-- Available data --
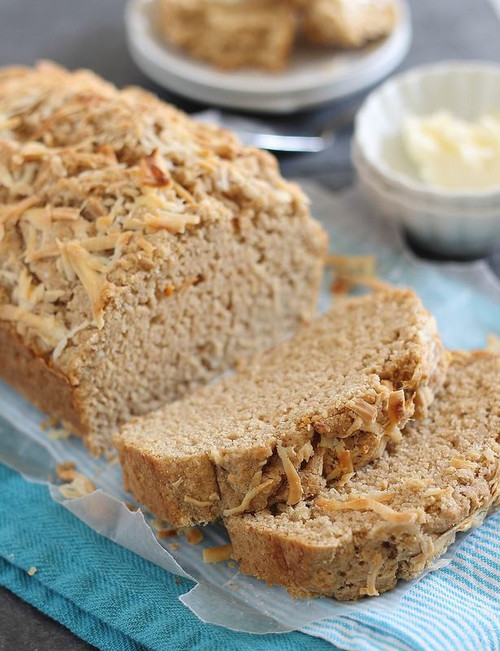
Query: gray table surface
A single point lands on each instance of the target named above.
(90, 33)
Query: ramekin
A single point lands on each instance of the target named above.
(462, 223)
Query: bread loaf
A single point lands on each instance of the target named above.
(141, 253)
(396, 516)
(311, 411)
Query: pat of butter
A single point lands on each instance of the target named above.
(452, 153)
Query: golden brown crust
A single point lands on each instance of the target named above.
(396, 516)
(28, 371)
(137, 248)
(296, 417)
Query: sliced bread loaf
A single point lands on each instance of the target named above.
(137, 249)
(398, 514)
(310, 411)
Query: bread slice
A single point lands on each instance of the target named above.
(347, 23)
(396, 516)
(137, 249)
(230, 35)
(312, 410)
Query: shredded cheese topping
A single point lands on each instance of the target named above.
(95, 181)
(367, 504)
(247, 500)
(294, 483)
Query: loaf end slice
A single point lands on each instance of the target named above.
(137, 250)
(309, 412)
(396, 516)
(348, 23)
(249, 33)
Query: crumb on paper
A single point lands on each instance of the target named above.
(76, 485)
(194, 536)
(66, 470)
(352, 271)
(58, 434)
(50, 421)
(353, 265)
(158, 524)
(167, 533)
(218, 554)
(493, 343)
(344, 284)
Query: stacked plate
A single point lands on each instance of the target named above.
(314, 77)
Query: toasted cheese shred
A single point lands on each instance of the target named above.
(252, 493)
(294, 483)
(173, 222)
(371, 584)
(218, 554)
(364, 410)
(195, 502)
(93, 282)
(396, 408)
(13, 212)
(49, 329)
(346, 466)
(366, 504)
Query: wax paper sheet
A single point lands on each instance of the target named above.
(466, 301)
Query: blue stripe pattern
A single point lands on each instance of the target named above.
(454, 609)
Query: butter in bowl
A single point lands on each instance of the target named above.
(427, 153)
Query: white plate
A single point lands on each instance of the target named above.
(315, 76)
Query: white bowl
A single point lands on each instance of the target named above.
(457, 223)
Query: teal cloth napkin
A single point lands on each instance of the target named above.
(105, 594)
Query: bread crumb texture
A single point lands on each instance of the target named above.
(397, 515)
(309, 412)
(137, 248)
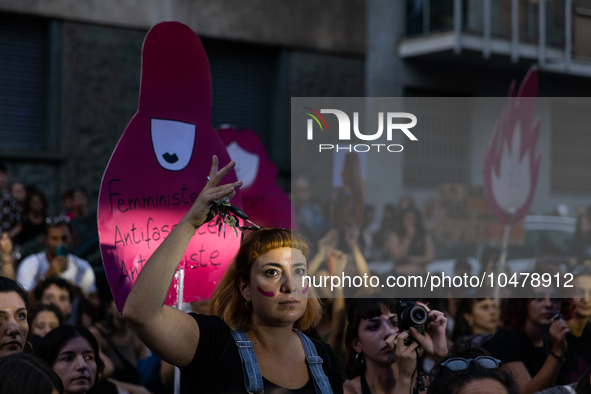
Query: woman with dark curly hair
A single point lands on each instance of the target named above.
(532, 345)
(22, 373)
(72, 352)
(379, 360)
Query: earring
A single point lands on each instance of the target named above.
(359, 363)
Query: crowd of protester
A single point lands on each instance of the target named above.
(57, 337)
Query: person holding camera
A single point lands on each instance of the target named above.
(383, 340)
(56, 261)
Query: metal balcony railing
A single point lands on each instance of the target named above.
(553, 32)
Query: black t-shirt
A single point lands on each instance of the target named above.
(578, 357)
(217, 368)
(512, 345)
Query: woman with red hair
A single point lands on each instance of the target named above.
(254, 341)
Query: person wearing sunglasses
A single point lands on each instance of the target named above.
(252, 339)
(471, 370)
(532, 344)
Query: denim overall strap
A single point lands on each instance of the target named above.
(321, 382)
(253, 379)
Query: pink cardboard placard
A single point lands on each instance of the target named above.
(159, 167)
(265, 203)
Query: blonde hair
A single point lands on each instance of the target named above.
(227, 301)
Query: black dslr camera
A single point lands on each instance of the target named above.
(411, 315)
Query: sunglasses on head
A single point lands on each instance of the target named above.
(459, 363)
(57, 221)
(540, 297)
(582, 269)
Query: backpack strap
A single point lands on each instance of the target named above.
(321, 382)
(253, 379)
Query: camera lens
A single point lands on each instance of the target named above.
(418, 315)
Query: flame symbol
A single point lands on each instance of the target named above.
(511, 163)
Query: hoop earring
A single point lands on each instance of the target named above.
(359, 363)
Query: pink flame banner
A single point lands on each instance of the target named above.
(511, 163)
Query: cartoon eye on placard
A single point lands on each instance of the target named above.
(158, 168)
(173, 143)
(247, 164)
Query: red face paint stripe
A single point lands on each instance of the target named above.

-- Problem --
For this exercise, output exactly the lines above from the line with "Query: metal balcony railing" to the line with "Query: person wearing sunglasses", counting both, and leave out the rest.

-- Your response --
Query: metal balcony railing
A single point lands on each instance of the target named above.
(553, 32)
Query: black t-shirt
A single point lands on each instance of the target named above.
(578, 357)
(217, 368)
(512, 345)
Query: woman with red hair
A single point lands on each instance of the target named above.
(254, 341)
Query: person wearing sunglasses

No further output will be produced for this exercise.